What is needed:
Excluding images, repeat the data exactly as given.
(Data supplied begins)
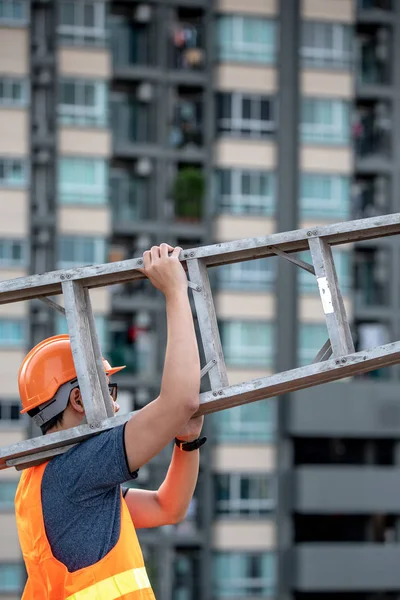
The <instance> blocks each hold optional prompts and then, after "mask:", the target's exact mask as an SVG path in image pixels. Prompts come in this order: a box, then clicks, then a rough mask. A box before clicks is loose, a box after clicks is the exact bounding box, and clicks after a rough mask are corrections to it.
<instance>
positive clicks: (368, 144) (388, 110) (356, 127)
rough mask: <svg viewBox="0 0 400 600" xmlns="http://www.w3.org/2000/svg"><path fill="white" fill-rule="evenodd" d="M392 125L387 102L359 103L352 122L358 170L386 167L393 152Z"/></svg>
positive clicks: (353, 137)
(Data supplied ends)
Exercise response:
The <instance> blocks each hold optional prompts and then, after "mask:", the target's exact mask as an SVG path in image pixels. Prompts come in this order: a box, then clicks, then a rough mask. A box before clicks is loose, a box after clicks is the exact bounding box, and clicks after a rough mask are corrections to it.
<instance>
positive clicks: (368, 144) (388, 110) (356, 127)
rough mask: <svg viewBox="0 0 400 600" xmlns="http://www.w3.org/2000/svg"><path fill="white" fill-rule="evenodd" d="M392 125L387 102L359 103L352 122L358 170L386 167L393 152Z"/></svg>
positive clicks: (353, 137)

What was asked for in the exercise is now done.